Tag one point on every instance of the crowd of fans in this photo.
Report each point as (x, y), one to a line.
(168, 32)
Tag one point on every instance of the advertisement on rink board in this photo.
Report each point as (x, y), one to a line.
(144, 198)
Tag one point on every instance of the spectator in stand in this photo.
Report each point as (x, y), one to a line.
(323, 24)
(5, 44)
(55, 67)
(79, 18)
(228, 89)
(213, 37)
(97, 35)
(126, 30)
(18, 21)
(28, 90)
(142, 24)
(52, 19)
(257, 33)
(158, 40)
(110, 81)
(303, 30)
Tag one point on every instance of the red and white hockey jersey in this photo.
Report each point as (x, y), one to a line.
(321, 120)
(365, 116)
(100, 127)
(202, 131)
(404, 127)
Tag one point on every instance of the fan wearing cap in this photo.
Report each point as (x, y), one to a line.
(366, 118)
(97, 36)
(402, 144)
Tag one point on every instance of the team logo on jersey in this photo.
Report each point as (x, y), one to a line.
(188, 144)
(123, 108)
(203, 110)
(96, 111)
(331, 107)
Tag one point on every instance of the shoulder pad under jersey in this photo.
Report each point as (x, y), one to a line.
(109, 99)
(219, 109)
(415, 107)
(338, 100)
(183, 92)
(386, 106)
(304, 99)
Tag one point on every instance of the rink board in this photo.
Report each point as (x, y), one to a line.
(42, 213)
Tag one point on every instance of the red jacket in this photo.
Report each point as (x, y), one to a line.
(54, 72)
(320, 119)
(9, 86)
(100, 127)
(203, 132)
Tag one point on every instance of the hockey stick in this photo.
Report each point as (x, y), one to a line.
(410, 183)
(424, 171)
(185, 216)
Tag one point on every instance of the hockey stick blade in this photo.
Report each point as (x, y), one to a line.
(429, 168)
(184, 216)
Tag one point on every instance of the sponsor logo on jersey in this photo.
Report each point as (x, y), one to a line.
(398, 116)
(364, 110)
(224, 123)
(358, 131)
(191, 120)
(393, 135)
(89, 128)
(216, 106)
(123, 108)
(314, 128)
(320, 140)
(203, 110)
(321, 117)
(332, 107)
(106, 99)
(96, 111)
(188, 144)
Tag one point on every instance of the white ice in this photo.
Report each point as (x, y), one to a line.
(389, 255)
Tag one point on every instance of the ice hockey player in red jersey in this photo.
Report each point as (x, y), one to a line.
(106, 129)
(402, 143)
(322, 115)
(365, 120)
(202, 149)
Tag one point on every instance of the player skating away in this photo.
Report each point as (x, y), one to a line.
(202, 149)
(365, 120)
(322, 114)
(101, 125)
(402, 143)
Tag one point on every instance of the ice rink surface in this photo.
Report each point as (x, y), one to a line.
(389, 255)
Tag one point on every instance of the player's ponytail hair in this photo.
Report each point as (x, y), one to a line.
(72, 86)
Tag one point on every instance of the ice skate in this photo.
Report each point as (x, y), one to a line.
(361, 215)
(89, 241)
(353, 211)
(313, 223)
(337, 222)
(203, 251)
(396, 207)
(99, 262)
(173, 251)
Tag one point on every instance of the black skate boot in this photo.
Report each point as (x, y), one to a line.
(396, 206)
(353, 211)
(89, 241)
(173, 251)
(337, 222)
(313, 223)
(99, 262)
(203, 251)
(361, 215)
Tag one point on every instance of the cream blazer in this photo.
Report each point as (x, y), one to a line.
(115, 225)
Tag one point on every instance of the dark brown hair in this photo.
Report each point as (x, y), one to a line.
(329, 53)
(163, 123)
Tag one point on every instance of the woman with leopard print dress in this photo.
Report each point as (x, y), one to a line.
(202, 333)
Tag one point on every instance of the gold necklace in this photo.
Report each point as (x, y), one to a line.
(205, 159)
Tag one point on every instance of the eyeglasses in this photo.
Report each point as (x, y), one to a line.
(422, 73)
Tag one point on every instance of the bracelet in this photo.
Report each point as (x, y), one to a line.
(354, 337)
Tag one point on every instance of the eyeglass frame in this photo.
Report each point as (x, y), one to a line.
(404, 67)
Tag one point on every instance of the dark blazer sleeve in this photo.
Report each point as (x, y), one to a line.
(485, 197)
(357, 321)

────────────────────────────────────────

— What to produce —
Rewrite the data from the line containing "Tag one point on every instance of the dark blazer" through the end, both included, keeping the requests unchanged. Scale every answer coordinate by 1.25 and round to the nearest whole number, with halves rounding up.

— Reply to the task —
Tag one point on every instance of the dark blazer sleeve in this photo.
Report each point as (x, y), one to a line.
(606, 246)
(446, 401)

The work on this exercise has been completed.